## TASK OBJECTIVE
Where a picture shows up in the listing below, omit it and output the rest exactly.

RECORDS SUPPLIED section start

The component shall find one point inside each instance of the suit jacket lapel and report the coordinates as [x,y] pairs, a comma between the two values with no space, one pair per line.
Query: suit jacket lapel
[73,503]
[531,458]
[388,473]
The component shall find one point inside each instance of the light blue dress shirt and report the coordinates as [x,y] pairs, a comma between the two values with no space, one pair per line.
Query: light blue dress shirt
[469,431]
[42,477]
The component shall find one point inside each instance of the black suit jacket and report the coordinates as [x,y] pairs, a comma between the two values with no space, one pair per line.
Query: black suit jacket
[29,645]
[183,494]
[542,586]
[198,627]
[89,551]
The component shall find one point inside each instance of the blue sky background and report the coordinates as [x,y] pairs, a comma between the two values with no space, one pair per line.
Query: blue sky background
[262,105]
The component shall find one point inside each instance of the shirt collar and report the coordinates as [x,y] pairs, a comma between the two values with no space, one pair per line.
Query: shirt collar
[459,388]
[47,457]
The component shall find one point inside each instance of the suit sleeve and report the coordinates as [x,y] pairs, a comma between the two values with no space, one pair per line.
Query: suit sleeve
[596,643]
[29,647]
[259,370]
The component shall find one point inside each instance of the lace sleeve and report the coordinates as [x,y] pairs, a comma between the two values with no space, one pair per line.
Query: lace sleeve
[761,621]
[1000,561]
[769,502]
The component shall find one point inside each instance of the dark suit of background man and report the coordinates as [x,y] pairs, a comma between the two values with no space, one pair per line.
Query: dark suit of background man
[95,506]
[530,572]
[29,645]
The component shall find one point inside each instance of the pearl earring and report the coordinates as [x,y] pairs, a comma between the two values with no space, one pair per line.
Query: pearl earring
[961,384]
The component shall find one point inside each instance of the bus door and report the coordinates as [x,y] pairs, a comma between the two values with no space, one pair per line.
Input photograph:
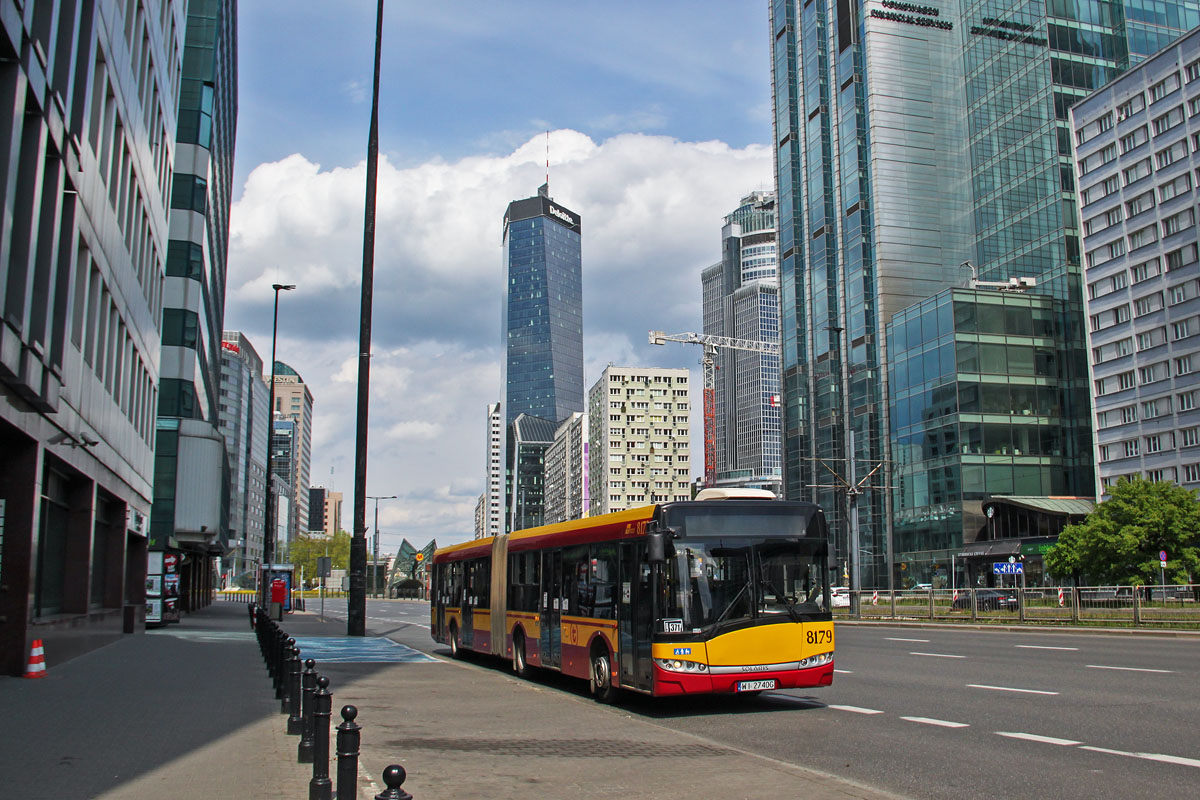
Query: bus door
[634,615]
[469,600]
[551,641]
[442,596]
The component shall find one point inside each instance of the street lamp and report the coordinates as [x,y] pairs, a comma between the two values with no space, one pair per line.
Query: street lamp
[375,563]
[268,516]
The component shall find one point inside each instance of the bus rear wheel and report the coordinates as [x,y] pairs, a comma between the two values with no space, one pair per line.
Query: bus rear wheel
[601,679]
[520,666]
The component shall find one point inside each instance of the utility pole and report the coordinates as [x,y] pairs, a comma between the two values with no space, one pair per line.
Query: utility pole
[357,603]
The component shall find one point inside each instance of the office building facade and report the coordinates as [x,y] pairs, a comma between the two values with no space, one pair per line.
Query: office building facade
[541,323]
[568,494]
[912,139]
[88,133]
[639,438]
[244,420]
[293,402]
[741,300]
[1137,160]
[493,488]
[190,515]
[324,510]
[529,438]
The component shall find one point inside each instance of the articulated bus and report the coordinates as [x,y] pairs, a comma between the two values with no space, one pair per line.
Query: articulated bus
[703,596]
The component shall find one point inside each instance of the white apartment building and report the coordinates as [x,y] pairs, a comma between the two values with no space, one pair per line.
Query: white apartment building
[639,438]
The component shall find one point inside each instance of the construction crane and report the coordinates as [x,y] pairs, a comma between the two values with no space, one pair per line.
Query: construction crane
[712,344]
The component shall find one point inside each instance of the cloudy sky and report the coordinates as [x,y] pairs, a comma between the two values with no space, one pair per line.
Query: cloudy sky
[659,120]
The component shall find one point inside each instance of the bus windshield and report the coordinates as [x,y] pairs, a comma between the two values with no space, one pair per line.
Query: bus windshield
[715,582]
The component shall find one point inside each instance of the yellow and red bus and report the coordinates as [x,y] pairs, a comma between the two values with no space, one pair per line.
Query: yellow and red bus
[703,596]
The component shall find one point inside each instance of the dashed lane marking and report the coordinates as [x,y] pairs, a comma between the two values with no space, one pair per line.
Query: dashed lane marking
[1033,737]
[352,649]
[1042,647]
[942,723]
[1011,689]
[1150,757]
[936,655]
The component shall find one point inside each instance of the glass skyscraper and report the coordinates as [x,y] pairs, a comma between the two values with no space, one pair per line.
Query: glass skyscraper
[543,312]
[912,138]
[541,320]
[741,300]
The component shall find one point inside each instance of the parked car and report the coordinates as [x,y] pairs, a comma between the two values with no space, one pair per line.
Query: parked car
[988,600]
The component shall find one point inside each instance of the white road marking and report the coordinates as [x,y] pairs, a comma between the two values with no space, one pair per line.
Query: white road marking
[936,655]
[943,723]
[1043,647]
[1033,737]
[1151,757]
[855,709]
[1009,689]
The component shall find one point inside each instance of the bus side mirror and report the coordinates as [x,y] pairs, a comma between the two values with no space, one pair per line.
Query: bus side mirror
[655,547]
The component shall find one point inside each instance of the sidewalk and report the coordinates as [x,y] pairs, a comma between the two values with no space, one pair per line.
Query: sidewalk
[189,711]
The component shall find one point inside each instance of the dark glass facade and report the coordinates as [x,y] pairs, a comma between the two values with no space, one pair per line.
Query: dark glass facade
[978,409]
[911,138]
[543,317]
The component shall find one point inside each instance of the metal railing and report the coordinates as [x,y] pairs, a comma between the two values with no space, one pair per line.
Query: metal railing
[1156,606]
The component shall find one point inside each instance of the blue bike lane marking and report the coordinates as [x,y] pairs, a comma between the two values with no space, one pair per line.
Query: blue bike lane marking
[352,649]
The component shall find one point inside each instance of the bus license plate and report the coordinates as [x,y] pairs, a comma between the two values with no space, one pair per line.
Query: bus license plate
[755,685]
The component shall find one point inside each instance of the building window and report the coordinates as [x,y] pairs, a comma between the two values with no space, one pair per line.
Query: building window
[1177,222]
[1134,139]
[1173,188]
[1182,257]
[1164,88]
[1147,235]
[1167,121]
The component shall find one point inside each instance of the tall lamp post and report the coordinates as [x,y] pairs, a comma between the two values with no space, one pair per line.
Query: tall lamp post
[268,512]
[375,563]
[357,603]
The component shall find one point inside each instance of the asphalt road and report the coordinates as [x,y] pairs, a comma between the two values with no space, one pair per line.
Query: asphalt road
[953,713]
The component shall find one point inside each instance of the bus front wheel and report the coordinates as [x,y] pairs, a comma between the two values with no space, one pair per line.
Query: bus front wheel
[601,679]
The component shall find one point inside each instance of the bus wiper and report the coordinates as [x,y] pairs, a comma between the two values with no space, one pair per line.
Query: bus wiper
[787,601]
[733,602]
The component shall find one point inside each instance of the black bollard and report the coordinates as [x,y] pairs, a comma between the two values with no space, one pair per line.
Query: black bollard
[394,777]
[349,734]
[309,687]
[289,654]
[295,722]
[321,787]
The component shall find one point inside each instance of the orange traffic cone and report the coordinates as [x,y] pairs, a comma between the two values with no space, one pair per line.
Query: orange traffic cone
[36,661]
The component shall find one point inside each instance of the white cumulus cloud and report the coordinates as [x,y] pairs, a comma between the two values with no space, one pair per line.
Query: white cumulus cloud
[652,209]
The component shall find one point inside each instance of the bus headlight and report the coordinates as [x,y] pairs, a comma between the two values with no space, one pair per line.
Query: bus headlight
[819,660]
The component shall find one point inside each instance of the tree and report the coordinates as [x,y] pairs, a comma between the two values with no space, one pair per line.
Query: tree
[306,548]
[1120,541]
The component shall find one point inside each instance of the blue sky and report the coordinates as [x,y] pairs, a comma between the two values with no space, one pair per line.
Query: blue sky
[660,120]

RECORDS SUPPLIED section end

## YOUR RESPONSE
The component shall find one point inside each instance of the suit jacket lapel and report the coordinates as [x,y] pairs, a comma between the two values with no space, one pair per line.
Query: suit jacket lapel
[73,503]
[531,458]
[388,473]
The component shall find one point inside each instance of the light blue dress shirt and report the coordinates as [x,y] pairs, a comma between the two values with no space, one pair per line.
Query: light blue dress shirt
[469,431]
[42,477]
The component shall find one point inside each instance of the black suit jacket and report the coordinates as [x,y] pairs, a comma between the two values with no space, one pair per line.
Query: black suit jacket
[29,645]
[183,494]
[542,586]
[198,627]
[89,551]
The component shall find one point inside each instance of the blue sky background and report the coordinates as [x,y] pairs, a comma between the two values with no space, one pair per line.
Query: blue sky background
[262,105]
The component shall find one point inside each instance of the shirt collar and report the coordinates as [x,y] pairs, a comma between the two values with no space, one pair per line.
Query: shirt collar
[459,388]
[47,457]
The component shall find one point inside each instance of the suit sleeve and report the coordinates as [x,y] pairs, a comma between the two values with no space, one pair per line.
Query: suit sleeve
[596,643]
[29,647]
[259,370]
The component shall find one point inside each instance of the lace sleeve and report the coordinates as [x,y] pairs, a comma between the two values with no space, one pair per line.
Query: lace sleeve
[761,621]
[1000,561]
[769,502]
The component shall find one point inside each instance of the dark suit of background man and report the coordinates as [x,y] pairs, a comma between the two values with no space, one pair per line.
Query: dark suit of background man
[95,506]
[530,572]
[29,645]
The component shall find one point inside each instance of the pearl earring and report the coordinates as [x,y] pairs, a comma between the two values with no space, one pair per line.
Query: pearl earring
[961,384]
The component shall find one point inside each instance of the bus door and report the coordinates as [x,y] pairs, a comma between the two values with no space, one pair per line.
Input photograph:
Query: bus door
[634,615]
[469,600]
[551,641]
[442,596]
The component shall find one point inside each instance of the street lamp and report the coordinates as [x,y] pairs, a comma between the two values with no space, one pair per line.
Query: street lamp
[375,563]
[268,516]
The component shall find one point inside each instance of the bus rear wheel and report the coordinates as [x,y] pairs, a comma between the two values with no space, one pair per line.
Query: bus rear wheel
[601,679]
[520,666]
The component shall find one point inside each instance of the utility pole and report the coordinates as [x,y] pairs, a comma between the two values with no space, one pair per line.
Query: utility pole
[357,603]
The component shall find one point inside each instance of the office building facade and report the coordinates as [x,y] pairs, a comma between the two values with no space, one pair per line.
Query: office building facade
[541,323]
[568,494]
[912,139]
[88,133]
[639,438]
[244,420]
[293,402]
[741,300]
[1137,160]
[493,488]
[190,515]
[324,510]
[529,438]
The component shall find one point inside each instance of the articulated bus and report the coordinates as [x,y] pairs, a comma between the two values with no space, one pair per line.
Query: articulated bus
[703,596]
The component shall find one point inside each instance of the white apartment building and report the coordinates as [x,y] pairs, a comma between the two values with no space, one pair per line.
Query: white apartment building
[639,438]
The component shall find one point inside each instance of the construction crane and report the coordinates as [x,y] pairs, a comma between the two values with no space, one pair per line.
Query: construction crane
[712,344]
The component shall find one point inside each instance of the cloudy sky and report the coordinates as [x,y] pairs, a comma between the two values with no space, one pair per line.
Query: cloudy sky
[659,120]
The component shall find one point inside each instance of the bus windshield and report the coordinates as [x,y] pairs, a comma between the two values with no space, one pair per line.
Query: bus windshield
[715,582]
The component shall find one point inside each instance of the yellow and red bus and report the coordinates as [x,y] pairs, a comma between the two values with no space, one pair per line.
Query: yellow and red bus
[703,596]
The component shall find one point inside each instance of the dashed lane marking and report the coordinates as [x,y] pairs, a comma between the two values with no space, one pair per line.
Query: dashed lane marking
[1033,737]
[352,649]
[1042,647]
[942,723]
[1011,689]
[1150,757]
[936,655]
The component shall find one point inside each instance of the glass skyscraper and report the coordinates as [x,y] pairs, a comma between the two values with no space, one pair per line.
Query: glass skyscraper
[543,312]
[912,138]
[541,320]
[741,300]
The component shall find one point inside each instance of the parked car and report the coordinates as [x,y] pairs, a comma between the two values with no space, one pair per line.
Query: parked car
[988,600]
The component shall find one point inside each instance of the white road marking and report the coordinates as [x,y] pairs, a comma between the two values with no space, one pair per line.
Query: white road marking
[936,655]
[943,723]
[1043,647]
[1033,737]
[1151,757]
[855,709]
[1009,689]
The component shall find one point inside each instance of the bus side mirror and report the coordinates as [x,y] pairs, a comma between the two values with no space, one pair per line.
Query: bus side mirror
[655,547]
The component shall find one point inside each instance of the sidewalk and report the coordinates as [x,y] pairs, a comma between the two values with no space, one pair per line.
Query: sidewalk
[189,711]
The component shall find one point inside each instance of the dark glass facade and report the coordinates as [x,y] pairs, a comma between the two values with no space, one pair per line.
Query: dark glass facade
[978,409]
[911,138]
[543,317]
The component shall find one point inside each instance of the metal railing and report the coordinates as [x,y] pairs, a comma between the two values with no space, one pair per line.
Query: metal railing
[1156,606]
The component shall find one point inside each instance of the blue bike lane marking and report the coordinates as [x,y] pairs, a comma between the two values with no space, one pair per line.
Query: blue bike lane marking
[352,649]
The component shall find one point inside each instance of the bus license plate and report the coordinates as [x,y] pairs, a comma between the two values with no space, one pair per line.
Query: bus license plate
[755,685]
The component shall find one point inside each instance of the building window and report the coordinates as [x,y] pairs, a comma between the two values with no space, one pair per line.
Query: building window
[1177,222]
[1134,139]
[1173,188]
[1182,257]
[1164,88]
[1147,235]
[1167,121]
The component shall find one point inside each instance of the tall lamp post and report the coordinates as [x,y] pairs, a comma between the two values with no space, one pair per line.
Query: tall lamp post
[268,512]
[375,563]
[357,603]
The component shall find one point inside each instance of the asphalt road and report the coordinates as [x,y] pairs, a comma between the two values with no space, one pair per line.
Query: asphalt road
[953,713]
The component shall find one point inside each instance of the bus front wheel and report the coordinates as [x,y] pairs, a comma between the two values with no space, one pair per line.
Query: bus front wheel
[601,679]
The component shall find one point inside each instance of the bus wiper and report the coordinates as [x,y] pairs, a comma between the two values with no space, one pair per line.
Query: bus wiper
[787,601]
[733,602]
The component shall find one point inside each instance of the black bollard and report the coordinates as [x,y] pairs, a comma between the two values with no space, one pair per line.
Query: black bollard
[394,777]
[349,734]
[309,687]
[289,654]
[295,722]
[321,787]
The component shall find one point inside each instance of the orange traffic cone and report the coordinates as [x,y] pairs, a comma between the two values with no space, one pair per line.
Query: orange traffic cone
[36,661]
The component shall find one point inside each instance of the white cumulus cloud and report the coordinates as [x,y] pairs, a comma between the two values with no space, one pair per line.
Query: white cumulus cloud
[652,209]
The component shall find one point inside each instance of the bus headlight and report the coordinates as [x,y] pairs, a comma between the two values with no space, one pair per line.
Query: bus headlight
[819,660]
The component shall find one point inside each instance of the tree and report the coordinates as [x,y] pairs, a comma between the two values with no space, one pair per line.
Query: tree
[306,548]
[1120,541]
The component shall find one point inside each instance of the blue sky and report the coordinates as [x,y] pairs, a comma between the two values with no space, one pair per line.
Query: blue sky
[660,120]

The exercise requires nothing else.